[Task to carry out]:
Set down the data that follows again, exactly as written.

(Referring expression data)

====

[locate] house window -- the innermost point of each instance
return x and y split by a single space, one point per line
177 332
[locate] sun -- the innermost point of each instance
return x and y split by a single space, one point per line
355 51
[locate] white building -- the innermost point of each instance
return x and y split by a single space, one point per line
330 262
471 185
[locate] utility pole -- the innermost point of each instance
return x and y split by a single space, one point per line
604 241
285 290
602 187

====

[Answer below]:
[locate] house window -- the innermost point of each instance
return x and y split by a single space, one point per line
177 332
[locate] sun -- the innermost point of each instance
return x and y split by a single space, one point per line
355 51
[locate] white building -- the innermost point of each instance
return x and y split by a single space, one point per line
330 262
471 185
[locate] utility pole -- the innermost point of each instance
return x and y split by a single space, one point per line
604 241
285 290
602 187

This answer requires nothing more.